- **TEXT BLOCK**
==================================================

Objective: To assess women's willingness to collect their own samples for HPV testing as the first part of a screening program for cervical cancer in Uganda.
Methods: In March and April 2010, trained assistants from Kisenyi interviewed 300 women aged 30 to 65 years who lived and/or worked in this community. Descriptive data and multivariate modeling were used to identify the predictors of the women's willingness to collect their own cervical samples.
Results: More than 80% of the 300 participants were willing to collect their own samples. In multivariate modeling, factors positively associated with this willingness were agreement to let outreach workers deliver the necessary swab at their homes (adjusted odds ratio [AOR], 4.10; 95% confidence interval [CI], 1.83-9.18) and willingness to undergo a pelvic examination if the sample was abnormal (AOR, 3.91; 95% CI,1.03-14.90). Factors negatively associated were embarrassment at collecting the sample at home where they lacked privacy (AOR, 0.09; 95% CI, 0.03-0.29) and concern of not collecting the sample properly (AOR, 0.1; 95% CI, 0.05-0.3).

==================================================

- **EXCERPTED DATA**
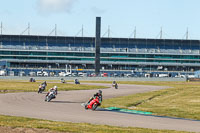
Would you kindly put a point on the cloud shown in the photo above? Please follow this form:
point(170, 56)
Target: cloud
point(97, 10)
point(55, 6)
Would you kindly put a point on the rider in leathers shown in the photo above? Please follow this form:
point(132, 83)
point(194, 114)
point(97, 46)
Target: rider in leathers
point(53, 89)
point(99, 95)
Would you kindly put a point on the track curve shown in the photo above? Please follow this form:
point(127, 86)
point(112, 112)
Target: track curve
point(67, 107)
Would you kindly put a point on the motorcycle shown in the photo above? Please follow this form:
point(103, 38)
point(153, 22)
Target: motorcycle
point(113, 84)
point(51, 95)
point(63, 81)
point(116, 86)
point(41, 88)
point(77, 81)
point(93, 104)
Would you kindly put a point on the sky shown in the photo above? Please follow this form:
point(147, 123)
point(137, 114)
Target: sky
point(122, 16)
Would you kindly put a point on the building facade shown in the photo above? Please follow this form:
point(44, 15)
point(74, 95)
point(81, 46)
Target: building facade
point(23, 51)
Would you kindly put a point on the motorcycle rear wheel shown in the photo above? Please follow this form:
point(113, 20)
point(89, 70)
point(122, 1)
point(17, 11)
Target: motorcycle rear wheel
point(94, 106)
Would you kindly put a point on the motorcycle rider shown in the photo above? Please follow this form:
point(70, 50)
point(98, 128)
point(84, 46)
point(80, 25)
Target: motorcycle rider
point(76, 81)
point(54, 89)
point(113, 84)
point(42, 86)
point(99, 95)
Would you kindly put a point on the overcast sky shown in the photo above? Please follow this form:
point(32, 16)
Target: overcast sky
point(148, 16)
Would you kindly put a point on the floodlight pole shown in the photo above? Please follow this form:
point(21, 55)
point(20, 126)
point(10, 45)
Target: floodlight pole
point(97, 46)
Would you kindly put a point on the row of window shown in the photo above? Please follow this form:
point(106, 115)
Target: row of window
point(92, 59)
point(113, 55)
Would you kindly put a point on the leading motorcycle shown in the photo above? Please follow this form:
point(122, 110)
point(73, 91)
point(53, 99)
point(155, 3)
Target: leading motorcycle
point(51, 95)
point(93, 104)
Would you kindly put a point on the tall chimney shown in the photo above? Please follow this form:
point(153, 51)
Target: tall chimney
point(97, 46)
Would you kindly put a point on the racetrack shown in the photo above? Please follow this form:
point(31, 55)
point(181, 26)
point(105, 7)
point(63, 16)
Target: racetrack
point(67, 107)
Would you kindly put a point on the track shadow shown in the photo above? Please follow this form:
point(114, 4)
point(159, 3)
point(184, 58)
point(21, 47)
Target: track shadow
point(65, 102)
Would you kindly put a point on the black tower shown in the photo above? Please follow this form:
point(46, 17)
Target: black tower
point(97, 46)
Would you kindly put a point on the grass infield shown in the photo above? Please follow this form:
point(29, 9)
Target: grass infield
point(181, 99)
point(22, 122)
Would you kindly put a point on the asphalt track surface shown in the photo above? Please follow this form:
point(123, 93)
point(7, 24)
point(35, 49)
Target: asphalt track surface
point(67, 107)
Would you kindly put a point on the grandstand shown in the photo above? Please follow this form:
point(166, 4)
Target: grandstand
point(124, 54)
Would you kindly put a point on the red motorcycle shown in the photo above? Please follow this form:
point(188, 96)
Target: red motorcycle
point(93, 104)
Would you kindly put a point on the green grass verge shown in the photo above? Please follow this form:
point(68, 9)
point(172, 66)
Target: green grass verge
point(22, 122)
point(22, 86)
point(181, 100)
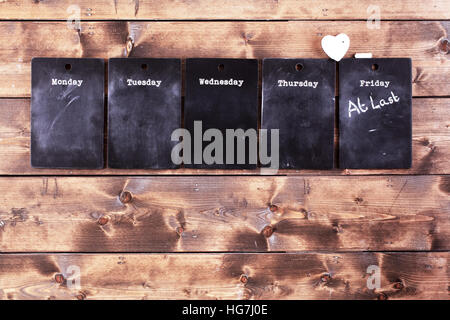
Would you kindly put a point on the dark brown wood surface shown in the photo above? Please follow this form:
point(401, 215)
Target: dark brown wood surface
point(228, 9)
point(224, 276)
point(166, 214)
point(202, 234)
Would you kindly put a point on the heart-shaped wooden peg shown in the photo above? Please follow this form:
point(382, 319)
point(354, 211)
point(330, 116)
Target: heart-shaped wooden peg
point(336, 47)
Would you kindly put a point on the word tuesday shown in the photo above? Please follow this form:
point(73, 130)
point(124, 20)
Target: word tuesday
point(148, 82)
point(216, 82)
point(64, 82)
point(306, 83)
point(361, 107)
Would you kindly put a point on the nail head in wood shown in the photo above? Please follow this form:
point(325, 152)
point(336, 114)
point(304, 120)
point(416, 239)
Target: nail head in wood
point(243, 278)
point(59, 278)
point(125, 197)
point(267, 231)
point(325, 277)
point(103, 220)
point(382, 296)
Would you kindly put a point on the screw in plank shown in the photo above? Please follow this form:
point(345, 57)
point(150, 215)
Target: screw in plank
point(125, 197)
point(59, 278)
point(325, 278)
point(398, 286)
point(180, 230)
point(103, 220)
point(382, 296)
point(81, 296)
point(267, 231)
point(243, 278)
point(444, 45)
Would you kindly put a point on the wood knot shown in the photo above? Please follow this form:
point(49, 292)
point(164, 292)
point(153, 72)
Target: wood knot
point(103, 220)
point(243, 278)
point(125, 197)
point(59, 278)
point(267, 231)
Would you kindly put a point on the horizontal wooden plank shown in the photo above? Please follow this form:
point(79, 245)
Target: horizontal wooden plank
point(431, 145)
point(224, 276)
point(230, 9)
point(197, 214)
point(425, 42)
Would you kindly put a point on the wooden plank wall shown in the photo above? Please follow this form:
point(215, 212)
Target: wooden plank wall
point(202, 234)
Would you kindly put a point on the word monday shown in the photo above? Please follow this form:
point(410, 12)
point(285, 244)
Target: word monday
point(64, 82)
point(148, 83)
point(361, 107)
point(306, 83)
point(217, 82)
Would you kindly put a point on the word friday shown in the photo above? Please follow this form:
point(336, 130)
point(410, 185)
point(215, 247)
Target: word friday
point(361, 107)
point(376, 83)
point(64, 82)
point(306, 83)
point(148, 82)
point(216, 82)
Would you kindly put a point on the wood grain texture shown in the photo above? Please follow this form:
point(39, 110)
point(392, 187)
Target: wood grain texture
point(230, 9)
point(423, 41)
point(218, 276)
point(221, 214)
point(431, 145)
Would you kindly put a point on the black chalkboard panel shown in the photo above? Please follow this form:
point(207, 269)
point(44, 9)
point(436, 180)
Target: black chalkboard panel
point(144, 108)
point(375, 113)
point(67, 113)
point(222, 94)
point(299, 100)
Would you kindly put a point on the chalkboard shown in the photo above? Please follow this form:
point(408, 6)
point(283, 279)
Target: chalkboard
point(375, 113)
point(67, 113)
point(144, 108)
point(222, 94)
point(299, 100)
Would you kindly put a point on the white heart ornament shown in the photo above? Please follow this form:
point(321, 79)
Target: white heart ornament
point(336, 47)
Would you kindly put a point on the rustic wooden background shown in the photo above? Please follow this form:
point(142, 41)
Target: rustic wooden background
point(225, 234)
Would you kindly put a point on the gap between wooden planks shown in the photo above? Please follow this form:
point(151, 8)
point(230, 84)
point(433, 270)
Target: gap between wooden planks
point(230, 9)
point(224, 276)
point(431, 145)
point(224, 214)
point(424, 41)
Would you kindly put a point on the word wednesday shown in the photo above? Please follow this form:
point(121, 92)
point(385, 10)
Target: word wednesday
point(361, 107)
point(64, 82)
point(148, 82)
point(306, 83)
point(217, 82)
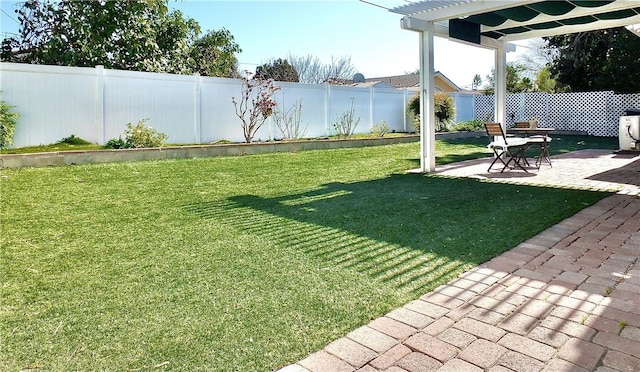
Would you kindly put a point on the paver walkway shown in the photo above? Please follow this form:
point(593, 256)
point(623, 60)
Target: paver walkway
point(566, 300)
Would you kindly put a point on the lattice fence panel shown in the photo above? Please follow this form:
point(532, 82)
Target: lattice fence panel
point(596, 113)
point(484, 108)
point(581, 112)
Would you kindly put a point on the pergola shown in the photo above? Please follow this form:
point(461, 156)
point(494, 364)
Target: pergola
point(494, 24)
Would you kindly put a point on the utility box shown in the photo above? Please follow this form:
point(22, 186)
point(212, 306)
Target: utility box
point(629, 133)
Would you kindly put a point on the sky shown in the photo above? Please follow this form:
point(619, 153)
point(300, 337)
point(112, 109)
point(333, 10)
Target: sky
point(366, 32)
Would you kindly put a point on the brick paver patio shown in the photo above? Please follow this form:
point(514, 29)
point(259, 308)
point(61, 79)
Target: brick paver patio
point(566, 300)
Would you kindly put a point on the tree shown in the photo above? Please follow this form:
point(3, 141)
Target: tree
point(477, 80)
point(545, 82)
point(278, 70)
point(598, 60)
point(516, 83)
point(255, 105)
point(312, 71)
point(214, 55)
point(128, 35)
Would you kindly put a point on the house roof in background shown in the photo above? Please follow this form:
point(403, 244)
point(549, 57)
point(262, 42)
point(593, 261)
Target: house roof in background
point(413, 81)
point(510, 20)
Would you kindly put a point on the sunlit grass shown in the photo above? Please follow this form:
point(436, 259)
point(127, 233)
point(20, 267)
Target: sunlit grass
point(238, 263)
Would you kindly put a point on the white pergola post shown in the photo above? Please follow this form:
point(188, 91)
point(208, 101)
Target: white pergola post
point(427, 113)
point(500, 87)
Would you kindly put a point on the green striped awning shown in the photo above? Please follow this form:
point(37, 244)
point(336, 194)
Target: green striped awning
point(522, 19)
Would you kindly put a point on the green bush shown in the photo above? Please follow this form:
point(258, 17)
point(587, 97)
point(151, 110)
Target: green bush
point(73, 140)
point(380, 129)
point(468, 126)
point(138, 136)
point(8, 122)
point(444, 110)
point(117, 143)
point(143, 136)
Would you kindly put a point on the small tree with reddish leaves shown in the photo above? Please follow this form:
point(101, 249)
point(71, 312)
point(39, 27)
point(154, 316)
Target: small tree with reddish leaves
point(255, 105)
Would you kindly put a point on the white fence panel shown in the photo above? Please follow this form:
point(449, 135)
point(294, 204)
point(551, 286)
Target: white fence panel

==================================================

- **EXERCISE**
Can you output the entire abstract on HPV self-sampling in Uganda word for word? You can set the records aside.

- **SOLUTION BELOW**
Objective: To assess women's willingness to collect their own samples for HPV testing as the first part of a screening program for cervical cancer in Uganda.
Methods: In March and April 2010, trained assistants from Kisenyi interviewed 300 women aged 30 to 65 years who lived and/or worked in this community. Descriptive data and multivariate modeling were used to identify the predictors of the women's willingness to collect their own cervical samples.
Results: More than 80% of the 300 participants were willing to collect their own samples. In multivariate modeling, factors positively associated with this willingness were agreement to let outreach workers deliver the necessary swab at their homes (adjusted odds ratio [AOR], 4.10; 95% confidence interval [CI], 1.83-9.18) and willingness to undergo a pelvic examination if the sample was abnormal (AOR, 3.91; 95% CI,1.03-14.90). Factors negatively associated were embarrassment at collecting the sample at home where they lacked privacy (AOR, 0.09; 95% CI, 0.03-0.29) and concern of not collecting the sample properly (AOR, 0.1; 95% CI, 0.05-0.3).